╭──
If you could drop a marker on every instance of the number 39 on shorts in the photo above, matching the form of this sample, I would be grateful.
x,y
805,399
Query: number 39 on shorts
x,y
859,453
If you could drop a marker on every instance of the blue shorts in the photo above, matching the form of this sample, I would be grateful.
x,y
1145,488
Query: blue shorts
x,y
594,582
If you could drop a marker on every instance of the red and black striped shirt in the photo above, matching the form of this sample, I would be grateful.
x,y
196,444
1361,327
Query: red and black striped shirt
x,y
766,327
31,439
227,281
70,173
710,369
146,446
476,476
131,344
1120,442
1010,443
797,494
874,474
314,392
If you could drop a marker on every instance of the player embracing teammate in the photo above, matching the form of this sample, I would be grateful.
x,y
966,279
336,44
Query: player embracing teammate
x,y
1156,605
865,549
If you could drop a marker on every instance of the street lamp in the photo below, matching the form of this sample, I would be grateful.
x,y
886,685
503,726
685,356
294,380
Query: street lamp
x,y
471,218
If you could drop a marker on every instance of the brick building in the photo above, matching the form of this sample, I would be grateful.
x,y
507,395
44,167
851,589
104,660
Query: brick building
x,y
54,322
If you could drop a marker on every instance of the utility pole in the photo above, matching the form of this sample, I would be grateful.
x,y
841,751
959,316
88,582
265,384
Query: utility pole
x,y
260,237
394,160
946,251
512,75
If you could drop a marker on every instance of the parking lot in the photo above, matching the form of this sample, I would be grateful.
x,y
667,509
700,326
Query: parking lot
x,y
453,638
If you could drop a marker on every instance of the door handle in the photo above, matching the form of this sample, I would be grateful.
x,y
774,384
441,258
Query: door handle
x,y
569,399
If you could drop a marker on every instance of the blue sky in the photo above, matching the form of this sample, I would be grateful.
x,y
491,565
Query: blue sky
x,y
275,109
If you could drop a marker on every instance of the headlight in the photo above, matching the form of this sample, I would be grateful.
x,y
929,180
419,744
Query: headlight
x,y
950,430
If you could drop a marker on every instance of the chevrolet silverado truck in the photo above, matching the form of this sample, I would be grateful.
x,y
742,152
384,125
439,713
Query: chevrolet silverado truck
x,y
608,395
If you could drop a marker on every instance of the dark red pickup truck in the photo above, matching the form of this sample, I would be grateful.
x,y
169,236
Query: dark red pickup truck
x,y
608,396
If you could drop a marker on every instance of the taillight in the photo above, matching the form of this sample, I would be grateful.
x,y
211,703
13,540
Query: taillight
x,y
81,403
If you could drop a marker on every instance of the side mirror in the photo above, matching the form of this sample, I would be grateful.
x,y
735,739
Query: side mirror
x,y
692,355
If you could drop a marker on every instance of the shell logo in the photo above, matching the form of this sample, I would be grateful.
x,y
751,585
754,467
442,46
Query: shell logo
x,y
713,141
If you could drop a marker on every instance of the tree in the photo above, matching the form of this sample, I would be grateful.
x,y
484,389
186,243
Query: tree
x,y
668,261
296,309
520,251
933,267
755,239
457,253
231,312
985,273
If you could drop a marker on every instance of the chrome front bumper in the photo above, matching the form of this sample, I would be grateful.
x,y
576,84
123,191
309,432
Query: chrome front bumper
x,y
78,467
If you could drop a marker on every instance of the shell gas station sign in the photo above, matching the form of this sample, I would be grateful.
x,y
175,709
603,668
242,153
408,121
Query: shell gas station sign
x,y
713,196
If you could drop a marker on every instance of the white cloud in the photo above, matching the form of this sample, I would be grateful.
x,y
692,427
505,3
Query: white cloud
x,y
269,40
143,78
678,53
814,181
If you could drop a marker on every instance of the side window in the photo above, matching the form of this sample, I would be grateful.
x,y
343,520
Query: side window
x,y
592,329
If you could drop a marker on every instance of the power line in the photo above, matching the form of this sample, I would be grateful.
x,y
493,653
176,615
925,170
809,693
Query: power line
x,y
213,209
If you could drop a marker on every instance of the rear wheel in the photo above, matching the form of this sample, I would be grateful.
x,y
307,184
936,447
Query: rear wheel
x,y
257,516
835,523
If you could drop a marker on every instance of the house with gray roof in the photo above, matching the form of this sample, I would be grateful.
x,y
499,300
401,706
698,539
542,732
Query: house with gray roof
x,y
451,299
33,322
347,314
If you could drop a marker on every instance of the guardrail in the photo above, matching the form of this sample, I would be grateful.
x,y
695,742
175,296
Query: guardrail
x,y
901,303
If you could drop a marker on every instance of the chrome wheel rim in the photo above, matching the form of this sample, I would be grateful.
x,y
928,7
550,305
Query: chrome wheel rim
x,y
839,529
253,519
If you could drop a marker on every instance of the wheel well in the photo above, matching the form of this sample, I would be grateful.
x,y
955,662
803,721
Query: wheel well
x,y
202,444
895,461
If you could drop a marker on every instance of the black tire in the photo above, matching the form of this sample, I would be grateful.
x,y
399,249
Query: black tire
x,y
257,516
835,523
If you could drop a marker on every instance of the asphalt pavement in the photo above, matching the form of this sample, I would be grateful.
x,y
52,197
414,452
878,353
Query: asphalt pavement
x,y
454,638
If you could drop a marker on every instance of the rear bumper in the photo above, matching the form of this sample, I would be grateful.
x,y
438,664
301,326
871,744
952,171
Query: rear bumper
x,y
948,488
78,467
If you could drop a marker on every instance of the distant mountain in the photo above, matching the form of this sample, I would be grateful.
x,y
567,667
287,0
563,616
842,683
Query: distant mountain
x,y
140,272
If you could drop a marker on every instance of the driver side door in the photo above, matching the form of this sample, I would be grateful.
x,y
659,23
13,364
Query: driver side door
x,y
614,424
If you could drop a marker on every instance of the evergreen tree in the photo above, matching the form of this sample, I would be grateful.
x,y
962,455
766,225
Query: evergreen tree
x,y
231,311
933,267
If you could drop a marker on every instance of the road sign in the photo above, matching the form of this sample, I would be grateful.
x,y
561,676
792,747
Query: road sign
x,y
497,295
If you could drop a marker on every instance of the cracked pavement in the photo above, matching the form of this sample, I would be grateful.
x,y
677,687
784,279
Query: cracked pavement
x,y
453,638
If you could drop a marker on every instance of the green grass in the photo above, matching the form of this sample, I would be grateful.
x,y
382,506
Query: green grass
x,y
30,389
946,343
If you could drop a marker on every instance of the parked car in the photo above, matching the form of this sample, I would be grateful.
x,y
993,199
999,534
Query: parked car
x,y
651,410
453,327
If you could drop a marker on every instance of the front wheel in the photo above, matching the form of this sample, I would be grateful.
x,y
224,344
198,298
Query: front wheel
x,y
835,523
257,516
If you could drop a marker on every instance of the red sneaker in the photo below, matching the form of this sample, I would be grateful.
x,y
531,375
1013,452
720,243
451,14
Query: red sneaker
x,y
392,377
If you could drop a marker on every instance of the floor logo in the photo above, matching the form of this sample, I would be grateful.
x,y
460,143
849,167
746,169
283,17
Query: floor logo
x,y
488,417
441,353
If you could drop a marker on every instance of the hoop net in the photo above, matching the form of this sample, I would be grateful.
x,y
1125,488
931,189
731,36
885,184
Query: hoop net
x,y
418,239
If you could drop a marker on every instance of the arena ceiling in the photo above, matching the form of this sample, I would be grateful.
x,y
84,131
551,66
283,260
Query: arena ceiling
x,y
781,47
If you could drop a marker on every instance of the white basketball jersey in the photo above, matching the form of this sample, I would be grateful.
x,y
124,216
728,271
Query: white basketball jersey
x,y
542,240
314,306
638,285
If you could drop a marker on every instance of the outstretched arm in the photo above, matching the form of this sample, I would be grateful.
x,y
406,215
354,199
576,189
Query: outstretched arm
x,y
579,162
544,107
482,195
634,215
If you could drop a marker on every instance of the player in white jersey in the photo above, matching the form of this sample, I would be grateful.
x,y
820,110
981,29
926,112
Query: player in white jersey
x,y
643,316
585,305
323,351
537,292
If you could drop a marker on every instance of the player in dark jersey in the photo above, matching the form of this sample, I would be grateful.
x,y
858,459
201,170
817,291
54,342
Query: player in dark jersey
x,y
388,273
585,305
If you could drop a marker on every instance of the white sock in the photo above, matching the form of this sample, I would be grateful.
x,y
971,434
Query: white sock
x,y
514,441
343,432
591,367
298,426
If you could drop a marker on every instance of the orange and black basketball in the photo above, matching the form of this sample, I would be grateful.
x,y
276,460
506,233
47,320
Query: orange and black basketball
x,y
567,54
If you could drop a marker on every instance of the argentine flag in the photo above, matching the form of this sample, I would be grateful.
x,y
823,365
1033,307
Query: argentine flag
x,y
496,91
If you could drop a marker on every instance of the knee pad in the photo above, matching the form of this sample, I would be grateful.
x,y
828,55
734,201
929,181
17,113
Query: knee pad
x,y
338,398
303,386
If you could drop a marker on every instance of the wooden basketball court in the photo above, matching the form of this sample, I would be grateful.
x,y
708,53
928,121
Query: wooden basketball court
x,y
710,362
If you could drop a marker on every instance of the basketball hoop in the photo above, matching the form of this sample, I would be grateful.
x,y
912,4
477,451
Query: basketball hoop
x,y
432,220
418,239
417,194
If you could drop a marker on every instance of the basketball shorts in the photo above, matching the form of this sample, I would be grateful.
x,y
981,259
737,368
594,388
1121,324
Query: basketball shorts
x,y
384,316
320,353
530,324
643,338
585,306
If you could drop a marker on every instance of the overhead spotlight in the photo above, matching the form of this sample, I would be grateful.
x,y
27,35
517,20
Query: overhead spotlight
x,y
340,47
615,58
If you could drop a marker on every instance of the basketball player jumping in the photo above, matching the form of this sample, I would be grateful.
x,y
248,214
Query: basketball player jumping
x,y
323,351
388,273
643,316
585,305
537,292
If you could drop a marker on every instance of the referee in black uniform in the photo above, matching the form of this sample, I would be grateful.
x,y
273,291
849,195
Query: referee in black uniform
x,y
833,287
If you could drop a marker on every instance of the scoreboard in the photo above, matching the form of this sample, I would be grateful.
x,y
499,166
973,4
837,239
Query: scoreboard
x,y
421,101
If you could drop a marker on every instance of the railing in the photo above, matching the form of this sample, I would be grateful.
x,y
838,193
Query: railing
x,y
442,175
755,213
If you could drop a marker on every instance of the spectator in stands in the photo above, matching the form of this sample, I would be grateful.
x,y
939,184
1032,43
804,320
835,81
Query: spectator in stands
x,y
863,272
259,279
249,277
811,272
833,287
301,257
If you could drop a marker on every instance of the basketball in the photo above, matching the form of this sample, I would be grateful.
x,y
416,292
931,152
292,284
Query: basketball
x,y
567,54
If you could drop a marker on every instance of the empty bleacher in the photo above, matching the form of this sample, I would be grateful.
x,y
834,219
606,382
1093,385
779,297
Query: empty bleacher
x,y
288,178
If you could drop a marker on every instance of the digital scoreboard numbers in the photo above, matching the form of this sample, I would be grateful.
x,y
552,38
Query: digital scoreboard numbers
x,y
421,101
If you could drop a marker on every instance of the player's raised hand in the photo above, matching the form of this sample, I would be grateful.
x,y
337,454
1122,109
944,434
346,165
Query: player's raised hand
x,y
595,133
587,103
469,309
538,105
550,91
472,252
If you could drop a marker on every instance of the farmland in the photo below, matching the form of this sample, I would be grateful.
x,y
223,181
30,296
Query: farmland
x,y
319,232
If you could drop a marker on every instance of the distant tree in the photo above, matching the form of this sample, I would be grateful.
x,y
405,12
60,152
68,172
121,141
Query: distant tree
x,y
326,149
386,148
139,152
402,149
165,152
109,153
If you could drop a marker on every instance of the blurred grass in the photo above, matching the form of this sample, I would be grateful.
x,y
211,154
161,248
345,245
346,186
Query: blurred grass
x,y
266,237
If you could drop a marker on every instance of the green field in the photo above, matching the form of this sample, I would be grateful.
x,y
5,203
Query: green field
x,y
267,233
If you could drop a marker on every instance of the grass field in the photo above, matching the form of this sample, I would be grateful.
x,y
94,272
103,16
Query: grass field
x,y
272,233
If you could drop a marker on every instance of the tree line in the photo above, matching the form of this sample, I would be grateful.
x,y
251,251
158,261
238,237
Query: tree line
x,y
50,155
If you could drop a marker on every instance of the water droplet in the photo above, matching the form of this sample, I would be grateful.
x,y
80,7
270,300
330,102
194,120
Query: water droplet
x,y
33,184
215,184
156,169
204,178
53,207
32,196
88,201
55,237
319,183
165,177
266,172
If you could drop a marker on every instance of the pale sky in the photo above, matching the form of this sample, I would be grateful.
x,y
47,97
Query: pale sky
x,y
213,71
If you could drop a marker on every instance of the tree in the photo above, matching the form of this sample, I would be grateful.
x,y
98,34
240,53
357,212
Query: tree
╰──
WHAT THIS TASK INVOLVES ->
Could you give the records again from the line with "of the pale" through the end of the records, with "pale sky" changed to "clear sky" and nothing else altered?

SOLUTION TO THIS PROBLEM ->
If you could drop a marker on every instance of the clear sky in the photo above, matching the form of this sample, I would be grateful.
x,y
47,97
Query: clear sky
x,y
213,71
If you could drop a marker on every instance of the tree in the photo above, matching the form of this sample, I would be grateful.
x,y
98,34
240,53
357,212
Query: tree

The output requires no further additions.